(Text segment):
Latham, Mark - The Political Bubble: Why Australians Don’t Trust Politics, Pan Macmillan, Sydney, 2014, pp. 291, ISBN 978-1-74261-407-6

Reviewed by Myra Gurney - University of Western Sydney

In talking to average Australians over the past three years, there is one thing more than any other that stands out: they express a deep disdain for Australian politics and politicians. It hasn’t always been the case. By last September’s election they were just fed up. Fed up with both sides. Fed up with the futile way they feel the game was being played … ‘None of this childish crap both sides carry on with is going to help me’ was a typical refrain (ALP pollster Tony Mitchelmore, SMH February 10, 2014 cited on p. 96).

The evaluation cited above is probably typical of a comment heard from ‘the average Australian’ should they bother to discuss politics around a weekend barbeque with their friends. The ongoing nightly revelations from the NSW Independent Commission Against Corruption (ICAC) have seen a raft of former Labor, and current Liberal, ministers accused of corruption. It has resulted in the resignation of several ministers, the premier Barry O’Farrell and the Lord Mayor of Newcastle Jeff McCloy, with numerous others having been asked to ‘consider their positions’. This, plus the ongoing saga of institutional child abuse by clergy, not to mention the bruising political contest of the Rudd/Gillard governments, has left a general sense of distaste and disillusionment about traditional political and social institutions in the mouths and minds of many voters. It is this state of affairs that former Australian Labor Party (ALP) leader Mark Latham seeks to explore in his new book.

Like some other former party leaders, most notably former Liberal leader John Hewson who has the dubious distinction of having lost the ‘unloseable election’ to Paul Keating in 1993, Latham has reinvented himself in the role of expert political commentator after his bitter retirement from politics in 2005. Like Hewson, he has few qualms about calling his former party and colleagues to account, and unlike others (such as former Liberal treasurer Peter Costello), he is rapidly gaining a reputation for astute observations and insightful analysis. This book is no different, and Latham continues the themes he earlier articulated in Civilising Global Capital (1998) and The Latham Diaries(2005). In the introduction, he says:

This book is about the collapse of trust and hope in Australian politics. It charts the way in which, over the past 20 years, the major political parties have broken the social compact and discredited themselves in the eyes of the electorate. … The passive delegation of authority to ruling elites has been broken. … The notion of democracy, as a force for good, has been lost, replaced by a new adversarial way of looking at parliamentary politics. Whereas for much of the last century, people thought they system of government was on their side, they now think it is working against them (2-3).

His overarching ‘thesis’ is that there is an increasing disconnect between the modus operandi of traditional political parties and the constituents they represent. This parallels a broader trend for citizens to become more independent and less reliant on ‘information and decisions passed down by powerful elites’ (25). The downside is an increasing insularity and loss of trust in traditional institutions and a shedding of the habit of belonging to collective and community organisations such as unions and churches. The result, he argues, is a disturbing loss of ‘social capital’ (8).

(Dataset extract):
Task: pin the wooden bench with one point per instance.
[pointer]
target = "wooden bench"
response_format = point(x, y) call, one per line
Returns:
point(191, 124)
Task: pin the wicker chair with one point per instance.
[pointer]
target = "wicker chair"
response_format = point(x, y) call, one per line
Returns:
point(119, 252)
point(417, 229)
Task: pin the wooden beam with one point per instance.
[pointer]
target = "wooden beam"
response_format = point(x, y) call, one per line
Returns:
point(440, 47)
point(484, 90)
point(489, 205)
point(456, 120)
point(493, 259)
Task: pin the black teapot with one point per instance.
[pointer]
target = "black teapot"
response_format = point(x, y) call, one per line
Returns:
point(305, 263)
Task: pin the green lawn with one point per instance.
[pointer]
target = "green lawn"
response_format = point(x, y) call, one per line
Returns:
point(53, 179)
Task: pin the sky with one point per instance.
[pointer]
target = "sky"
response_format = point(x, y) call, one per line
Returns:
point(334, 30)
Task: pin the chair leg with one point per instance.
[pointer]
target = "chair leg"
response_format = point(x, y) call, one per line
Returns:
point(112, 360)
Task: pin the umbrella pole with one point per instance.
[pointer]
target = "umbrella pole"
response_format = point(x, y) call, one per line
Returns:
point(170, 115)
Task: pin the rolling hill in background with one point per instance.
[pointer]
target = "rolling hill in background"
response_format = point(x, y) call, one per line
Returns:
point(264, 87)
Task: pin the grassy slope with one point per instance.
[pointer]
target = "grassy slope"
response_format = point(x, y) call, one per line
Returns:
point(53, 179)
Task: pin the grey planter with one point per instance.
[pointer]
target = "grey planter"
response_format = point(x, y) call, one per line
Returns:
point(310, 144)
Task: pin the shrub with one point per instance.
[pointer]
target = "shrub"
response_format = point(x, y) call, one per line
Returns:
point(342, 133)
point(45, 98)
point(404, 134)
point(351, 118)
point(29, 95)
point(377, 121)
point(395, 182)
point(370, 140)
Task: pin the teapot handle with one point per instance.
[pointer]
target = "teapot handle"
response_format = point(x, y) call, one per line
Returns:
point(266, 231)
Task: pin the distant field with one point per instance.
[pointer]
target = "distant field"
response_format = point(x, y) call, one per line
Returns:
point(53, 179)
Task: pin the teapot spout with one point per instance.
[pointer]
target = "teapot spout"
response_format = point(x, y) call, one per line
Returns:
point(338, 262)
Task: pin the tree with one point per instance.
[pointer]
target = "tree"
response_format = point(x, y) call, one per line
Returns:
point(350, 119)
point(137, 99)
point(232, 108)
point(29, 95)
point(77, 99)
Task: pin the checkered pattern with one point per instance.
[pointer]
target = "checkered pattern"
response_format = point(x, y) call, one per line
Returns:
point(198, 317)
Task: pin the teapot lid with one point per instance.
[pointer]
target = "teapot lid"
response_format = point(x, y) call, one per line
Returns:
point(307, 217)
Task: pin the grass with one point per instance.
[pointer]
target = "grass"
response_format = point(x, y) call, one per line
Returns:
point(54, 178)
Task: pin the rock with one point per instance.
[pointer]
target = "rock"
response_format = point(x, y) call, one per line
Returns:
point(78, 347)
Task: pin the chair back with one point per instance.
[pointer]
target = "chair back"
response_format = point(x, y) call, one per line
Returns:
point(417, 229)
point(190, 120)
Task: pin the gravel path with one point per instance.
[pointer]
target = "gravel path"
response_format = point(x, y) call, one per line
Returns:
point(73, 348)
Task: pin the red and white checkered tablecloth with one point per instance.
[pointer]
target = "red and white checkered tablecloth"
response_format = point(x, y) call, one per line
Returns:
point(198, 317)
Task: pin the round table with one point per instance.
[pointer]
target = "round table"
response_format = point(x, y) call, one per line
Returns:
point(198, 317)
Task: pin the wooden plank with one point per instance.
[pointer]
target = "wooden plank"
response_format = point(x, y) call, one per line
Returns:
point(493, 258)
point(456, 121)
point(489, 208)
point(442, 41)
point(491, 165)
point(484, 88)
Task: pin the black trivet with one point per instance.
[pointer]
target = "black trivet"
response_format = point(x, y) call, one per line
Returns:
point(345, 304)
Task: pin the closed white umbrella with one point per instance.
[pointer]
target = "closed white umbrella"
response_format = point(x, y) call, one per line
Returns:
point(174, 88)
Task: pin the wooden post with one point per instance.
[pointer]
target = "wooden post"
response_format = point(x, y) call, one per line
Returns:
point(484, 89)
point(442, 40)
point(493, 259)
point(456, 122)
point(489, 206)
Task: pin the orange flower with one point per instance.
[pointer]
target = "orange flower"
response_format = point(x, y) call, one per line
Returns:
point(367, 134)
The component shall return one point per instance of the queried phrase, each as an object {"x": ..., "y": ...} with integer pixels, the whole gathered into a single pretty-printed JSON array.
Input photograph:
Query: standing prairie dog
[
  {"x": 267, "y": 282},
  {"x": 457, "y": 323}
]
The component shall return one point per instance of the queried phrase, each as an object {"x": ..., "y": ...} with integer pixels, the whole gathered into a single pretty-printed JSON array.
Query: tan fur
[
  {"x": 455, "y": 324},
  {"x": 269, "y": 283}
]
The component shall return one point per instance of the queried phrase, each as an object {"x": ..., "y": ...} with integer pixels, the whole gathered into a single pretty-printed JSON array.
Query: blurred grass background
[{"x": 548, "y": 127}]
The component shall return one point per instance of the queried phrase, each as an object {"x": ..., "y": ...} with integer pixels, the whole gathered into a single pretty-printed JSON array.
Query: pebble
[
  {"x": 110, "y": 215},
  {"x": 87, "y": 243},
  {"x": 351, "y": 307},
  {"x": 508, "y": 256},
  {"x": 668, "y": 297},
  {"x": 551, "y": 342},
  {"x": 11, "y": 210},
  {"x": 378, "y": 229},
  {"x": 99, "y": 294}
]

(Required task 1):
In the review of Mark Latham's book, begin at the words "His overarching ‘thesis’" and stop after "of ‘social capital’ (8).". Reproduce that passage with "social capital" swapped for "civic capital".
(Required task 2):
Which books by Mark Latham are named in the review of his book? List every title.
(Required task 3):
Write the next part of the review of Mark Latham's book, carrying on from its final paragraph.

(Written answer 1):
His overarching ‘thesis’ is that there is an increasing disconnect between the modus operandi of traditional political parties and the constituents they represent. This parallels a broader trend for citizens to become more independent and less reliant on ‘information and decisions passed down by powerful elites’ (25). The downside is an increasing insularity and loss of trust in traditional institutions and a shedding of the habit of belonging to collective and community organisations such as unions and churches. The result, he argues, is a disturbing loss of ‘civic capital’ (8).

(Written answer 2):
- The Political Bubble: Why Australians Don't Trust Politics (2014)
- Civilising Global Capital (1998)
- The Latham Diaries (2005)

(Written answer 3):
Politically, an ever-shrinking grassroots base is both the cause and effect of this trend, one that has both resulted from, and has been abetted by, historical changes in party structures. The ‘mass parties’ of the early 20th century have evolved by necessity into ‘cartel parties’ which operate in a much more highly centralized, tightly and professionally organised and media-conscious fashion – a phenomenon noted by a range of political scientists, including Blyth and Katz (2005), Ian Ward (2006) with respect to the Australian political landscape, and most recently the late Peter Mair (2013) in his book Ruling the void: The hollowing of Western democracy. Add to this the impact of globalization on economics, and of new information technologies on public communication and media, and Latham argues that we have arrived at a place where the capacity of the state to solve social problems has diminished significantly. Despite this reality, and in an effort to maintain the ‘illusion’ of relevance, parties on both sides ‘consistently over-promise, manufacturing false hope for what they can achieve in power’ (18). It is this aspect in particular, ably assisted by the cabal of media advisors and PR professionals upon whom modern parties increasingly rely, that feeds the growing sense of disillusionment with parties of all colours.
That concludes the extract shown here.